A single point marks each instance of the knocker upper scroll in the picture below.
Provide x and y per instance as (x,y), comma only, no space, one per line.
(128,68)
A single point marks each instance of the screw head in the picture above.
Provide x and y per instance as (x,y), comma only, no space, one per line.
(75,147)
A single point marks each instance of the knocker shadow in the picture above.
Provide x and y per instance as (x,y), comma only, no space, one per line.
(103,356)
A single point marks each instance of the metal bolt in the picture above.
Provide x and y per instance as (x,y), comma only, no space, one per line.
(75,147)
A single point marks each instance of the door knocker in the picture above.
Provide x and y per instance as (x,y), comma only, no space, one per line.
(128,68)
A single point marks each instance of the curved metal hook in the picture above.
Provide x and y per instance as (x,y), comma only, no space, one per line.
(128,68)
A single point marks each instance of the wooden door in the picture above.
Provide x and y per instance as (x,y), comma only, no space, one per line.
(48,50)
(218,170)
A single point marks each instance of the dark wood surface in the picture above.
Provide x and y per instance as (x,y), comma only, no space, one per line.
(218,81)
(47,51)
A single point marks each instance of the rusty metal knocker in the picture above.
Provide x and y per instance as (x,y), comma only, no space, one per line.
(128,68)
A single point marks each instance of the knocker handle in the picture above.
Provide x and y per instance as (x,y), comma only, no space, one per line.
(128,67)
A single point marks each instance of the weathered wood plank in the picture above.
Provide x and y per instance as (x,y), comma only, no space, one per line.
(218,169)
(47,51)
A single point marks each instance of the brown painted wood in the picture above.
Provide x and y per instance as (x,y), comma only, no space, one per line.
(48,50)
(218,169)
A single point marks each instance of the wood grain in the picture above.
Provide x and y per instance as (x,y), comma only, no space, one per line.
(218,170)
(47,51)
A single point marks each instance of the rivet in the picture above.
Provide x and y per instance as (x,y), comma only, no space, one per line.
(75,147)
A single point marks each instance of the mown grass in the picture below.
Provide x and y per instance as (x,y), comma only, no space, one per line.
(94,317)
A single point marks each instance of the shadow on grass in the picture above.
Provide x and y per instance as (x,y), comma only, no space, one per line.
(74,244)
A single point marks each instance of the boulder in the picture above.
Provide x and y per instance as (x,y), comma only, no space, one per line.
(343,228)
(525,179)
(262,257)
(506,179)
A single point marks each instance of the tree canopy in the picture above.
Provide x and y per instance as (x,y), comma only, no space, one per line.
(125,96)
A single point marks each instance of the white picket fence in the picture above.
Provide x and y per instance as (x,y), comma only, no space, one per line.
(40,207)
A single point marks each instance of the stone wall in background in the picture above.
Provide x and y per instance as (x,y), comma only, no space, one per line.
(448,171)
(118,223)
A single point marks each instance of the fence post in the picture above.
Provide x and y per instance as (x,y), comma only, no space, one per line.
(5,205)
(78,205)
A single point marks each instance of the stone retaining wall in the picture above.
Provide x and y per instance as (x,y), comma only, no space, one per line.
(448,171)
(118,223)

# # # # # # #

> _Task statement_: In the material above, find each line containing the word "below" and copy it.

> _Reply_:
A single point marks each instance of the knocker upper scroll in the picture below.
A single point marks each instance of the mown grass in the picture below.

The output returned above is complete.